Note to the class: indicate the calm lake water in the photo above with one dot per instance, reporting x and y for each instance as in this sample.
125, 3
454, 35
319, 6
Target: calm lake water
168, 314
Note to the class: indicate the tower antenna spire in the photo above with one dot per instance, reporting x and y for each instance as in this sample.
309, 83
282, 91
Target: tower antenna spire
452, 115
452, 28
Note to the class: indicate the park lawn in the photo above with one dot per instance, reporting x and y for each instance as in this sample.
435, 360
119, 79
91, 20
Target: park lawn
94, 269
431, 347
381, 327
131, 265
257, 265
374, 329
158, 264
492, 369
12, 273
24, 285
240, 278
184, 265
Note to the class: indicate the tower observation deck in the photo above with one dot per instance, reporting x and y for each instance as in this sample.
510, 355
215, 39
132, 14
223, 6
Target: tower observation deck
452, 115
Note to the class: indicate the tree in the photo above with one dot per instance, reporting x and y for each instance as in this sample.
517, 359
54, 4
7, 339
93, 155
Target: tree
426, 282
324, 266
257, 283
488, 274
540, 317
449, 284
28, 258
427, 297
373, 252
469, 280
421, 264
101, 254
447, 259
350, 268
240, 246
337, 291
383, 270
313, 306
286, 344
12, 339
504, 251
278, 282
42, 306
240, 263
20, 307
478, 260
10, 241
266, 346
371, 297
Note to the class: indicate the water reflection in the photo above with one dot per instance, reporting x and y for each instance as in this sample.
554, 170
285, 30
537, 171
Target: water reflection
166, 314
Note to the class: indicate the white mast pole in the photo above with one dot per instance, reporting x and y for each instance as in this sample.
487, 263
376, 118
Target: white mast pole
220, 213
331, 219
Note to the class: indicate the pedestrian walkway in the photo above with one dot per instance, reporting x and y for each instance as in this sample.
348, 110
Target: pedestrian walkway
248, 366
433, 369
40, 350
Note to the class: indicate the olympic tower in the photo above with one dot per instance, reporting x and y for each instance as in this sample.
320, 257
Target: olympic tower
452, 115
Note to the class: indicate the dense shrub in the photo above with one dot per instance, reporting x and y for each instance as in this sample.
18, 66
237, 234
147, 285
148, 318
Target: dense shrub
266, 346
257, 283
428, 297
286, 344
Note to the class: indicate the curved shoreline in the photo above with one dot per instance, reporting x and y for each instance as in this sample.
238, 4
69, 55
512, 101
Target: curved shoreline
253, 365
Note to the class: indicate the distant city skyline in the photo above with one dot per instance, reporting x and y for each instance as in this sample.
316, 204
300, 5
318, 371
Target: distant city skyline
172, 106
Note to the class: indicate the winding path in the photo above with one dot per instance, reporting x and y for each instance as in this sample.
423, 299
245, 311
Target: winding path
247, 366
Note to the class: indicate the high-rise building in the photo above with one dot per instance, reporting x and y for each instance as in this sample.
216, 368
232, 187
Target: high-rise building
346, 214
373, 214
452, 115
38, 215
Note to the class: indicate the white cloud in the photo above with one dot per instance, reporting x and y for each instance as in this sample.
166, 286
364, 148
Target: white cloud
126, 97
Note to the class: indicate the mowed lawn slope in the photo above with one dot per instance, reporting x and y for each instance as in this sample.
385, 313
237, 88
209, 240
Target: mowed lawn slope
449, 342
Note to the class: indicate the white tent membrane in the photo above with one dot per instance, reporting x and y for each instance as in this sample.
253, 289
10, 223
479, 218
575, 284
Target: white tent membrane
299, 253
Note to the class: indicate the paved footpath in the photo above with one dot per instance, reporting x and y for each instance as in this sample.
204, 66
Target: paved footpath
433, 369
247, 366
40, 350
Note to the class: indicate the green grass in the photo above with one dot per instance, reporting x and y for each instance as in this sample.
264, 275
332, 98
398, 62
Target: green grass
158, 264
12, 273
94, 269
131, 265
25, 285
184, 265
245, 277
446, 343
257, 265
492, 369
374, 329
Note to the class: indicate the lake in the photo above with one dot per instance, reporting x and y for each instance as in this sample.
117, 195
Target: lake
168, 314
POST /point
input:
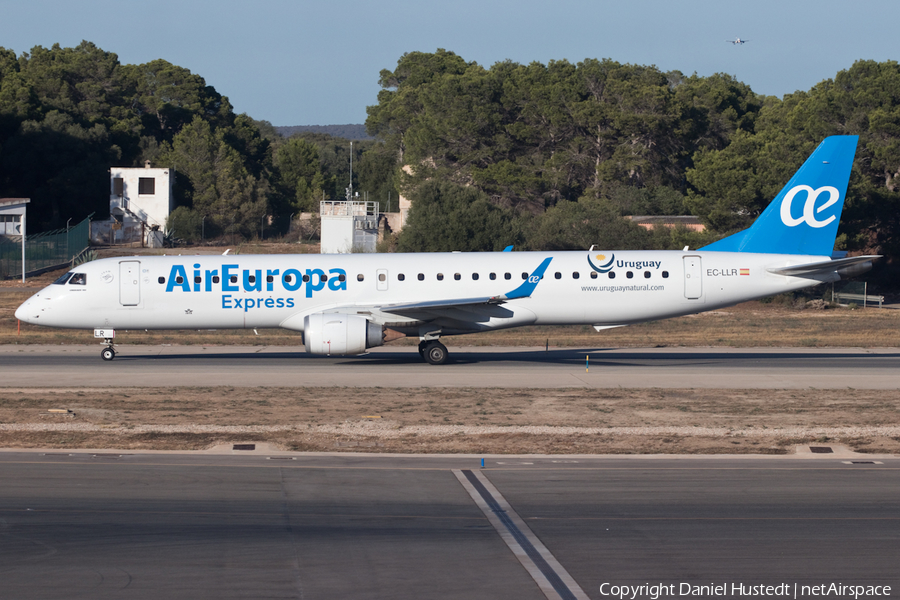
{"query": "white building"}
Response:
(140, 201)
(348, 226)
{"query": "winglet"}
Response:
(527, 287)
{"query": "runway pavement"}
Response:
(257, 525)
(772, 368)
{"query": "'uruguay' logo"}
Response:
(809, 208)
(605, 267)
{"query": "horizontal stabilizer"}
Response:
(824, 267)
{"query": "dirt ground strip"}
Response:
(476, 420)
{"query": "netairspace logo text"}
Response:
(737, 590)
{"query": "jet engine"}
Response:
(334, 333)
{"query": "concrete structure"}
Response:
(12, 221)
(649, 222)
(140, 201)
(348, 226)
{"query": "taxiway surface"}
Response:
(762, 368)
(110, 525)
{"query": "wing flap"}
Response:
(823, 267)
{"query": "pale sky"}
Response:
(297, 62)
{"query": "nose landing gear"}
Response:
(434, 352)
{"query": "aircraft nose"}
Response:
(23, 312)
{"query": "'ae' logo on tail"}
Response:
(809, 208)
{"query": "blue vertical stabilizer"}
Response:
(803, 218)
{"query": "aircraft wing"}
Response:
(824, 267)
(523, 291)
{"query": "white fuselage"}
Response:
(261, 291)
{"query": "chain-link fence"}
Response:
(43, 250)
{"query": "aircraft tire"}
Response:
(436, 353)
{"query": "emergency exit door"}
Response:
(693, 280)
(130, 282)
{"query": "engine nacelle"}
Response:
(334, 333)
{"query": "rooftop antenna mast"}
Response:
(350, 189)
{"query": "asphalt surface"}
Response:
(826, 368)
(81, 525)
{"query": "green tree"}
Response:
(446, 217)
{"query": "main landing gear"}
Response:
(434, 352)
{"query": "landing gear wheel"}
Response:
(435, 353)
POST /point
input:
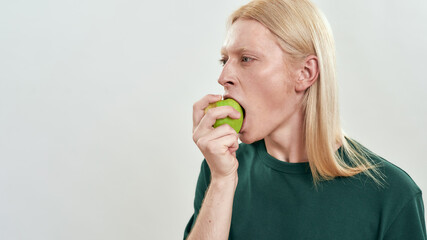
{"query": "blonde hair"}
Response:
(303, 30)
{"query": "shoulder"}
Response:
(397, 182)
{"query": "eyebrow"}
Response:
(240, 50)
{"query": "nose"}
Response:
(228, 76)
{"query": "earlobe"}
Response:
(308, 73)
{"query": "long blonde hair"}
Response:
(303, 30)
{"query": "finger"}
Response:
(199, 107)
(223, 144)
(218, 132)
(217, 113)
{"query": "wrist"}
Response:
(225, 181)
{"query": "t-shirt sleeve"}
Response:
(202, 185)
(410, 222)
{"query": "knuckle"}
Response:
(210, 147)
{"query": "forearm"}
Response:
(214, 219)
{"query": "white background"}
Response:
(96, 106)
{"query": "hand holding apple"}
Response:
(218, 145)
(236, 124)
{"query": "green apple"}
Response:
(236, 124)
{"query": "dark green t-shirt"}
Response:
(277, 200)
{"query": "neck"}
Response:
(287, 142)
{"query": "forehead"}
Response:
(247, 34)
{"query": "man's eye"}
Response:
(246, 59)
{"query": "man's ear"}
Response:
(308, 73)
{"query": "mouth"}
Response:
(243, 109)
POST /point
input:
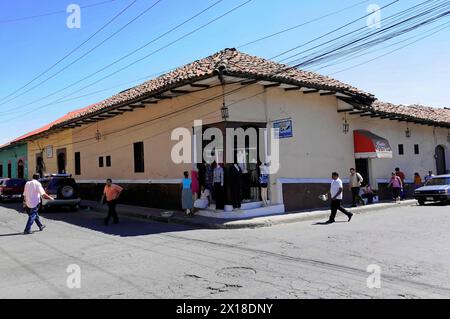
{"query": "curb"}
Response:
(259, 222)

*****

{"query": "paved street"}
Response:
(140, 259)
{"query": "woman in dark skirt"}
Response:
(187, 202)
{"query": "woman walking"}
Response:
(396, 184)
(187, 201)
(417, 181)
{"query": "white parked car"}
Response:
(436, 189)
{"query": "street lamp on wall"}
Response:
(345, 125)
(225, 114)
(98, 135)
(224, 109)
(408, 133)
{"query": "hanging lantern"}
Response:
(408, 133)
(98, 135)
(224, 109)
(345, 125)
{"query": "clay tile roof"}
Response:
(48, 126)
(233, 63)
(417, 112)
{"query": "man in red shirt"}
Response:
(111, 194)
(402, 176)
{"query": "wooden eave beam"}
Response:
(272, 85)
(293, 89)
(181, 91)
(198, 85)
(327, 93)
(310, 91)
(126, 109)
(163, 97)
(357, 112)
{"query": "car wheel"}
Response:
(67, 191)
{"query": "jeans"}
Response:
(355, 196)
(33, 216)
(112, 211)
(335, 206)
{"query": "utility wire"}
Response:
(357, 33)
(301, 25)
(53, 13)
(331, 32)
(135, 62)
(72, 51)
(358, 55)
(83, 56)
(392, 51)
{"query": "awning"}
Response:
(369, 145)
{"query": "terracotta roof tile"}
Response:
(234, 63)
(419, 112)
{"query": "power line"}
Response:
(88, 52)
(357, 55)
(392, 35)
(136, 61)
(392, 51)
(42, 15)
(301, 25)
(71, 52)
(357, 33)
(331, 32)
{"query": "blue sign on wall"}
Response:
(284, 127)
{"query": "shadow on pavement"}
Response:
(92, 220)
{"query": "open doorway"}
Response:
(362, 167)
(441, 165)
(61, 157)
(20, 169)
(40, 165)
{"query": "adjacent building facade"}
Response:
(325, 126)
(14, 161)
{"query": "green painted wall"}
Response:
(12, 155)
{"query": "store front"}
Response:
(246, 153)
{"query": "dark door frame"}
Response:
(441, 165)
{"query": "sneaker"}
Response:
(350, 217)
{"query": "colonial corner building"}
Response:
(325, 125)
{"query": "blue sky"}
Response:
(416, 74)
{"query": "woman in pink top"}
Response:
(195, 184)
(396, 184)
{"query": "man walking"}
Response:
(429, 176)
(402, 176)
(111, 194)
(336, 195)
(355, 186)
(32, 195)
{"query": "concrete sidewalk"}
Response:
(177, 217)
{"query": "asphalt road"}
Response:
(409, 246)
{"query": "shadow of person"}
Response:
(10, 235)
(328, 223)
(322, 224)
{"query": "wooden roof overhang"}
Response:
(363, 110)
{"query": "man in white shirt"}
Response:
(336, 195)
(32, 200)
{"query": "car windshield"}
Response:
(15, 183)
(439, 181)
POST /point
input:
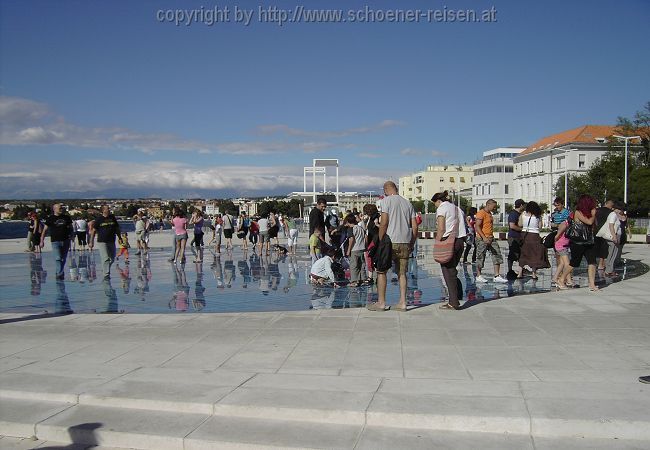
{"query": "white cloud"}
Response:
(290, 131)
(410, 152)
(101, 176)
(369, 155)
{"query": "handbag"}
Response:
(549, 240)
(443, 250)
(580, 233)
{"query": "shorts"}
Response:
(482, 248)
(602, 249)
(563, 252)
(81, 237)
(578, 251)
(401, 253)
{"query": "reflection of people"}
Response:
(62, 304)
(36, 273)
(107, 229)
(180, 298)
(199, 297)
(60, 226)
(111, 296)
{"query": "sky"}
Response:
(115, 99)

*****

[Assigned task]: Check each line of the listing above for the string "landing". Report only how many have it.

[Problem solution]: 3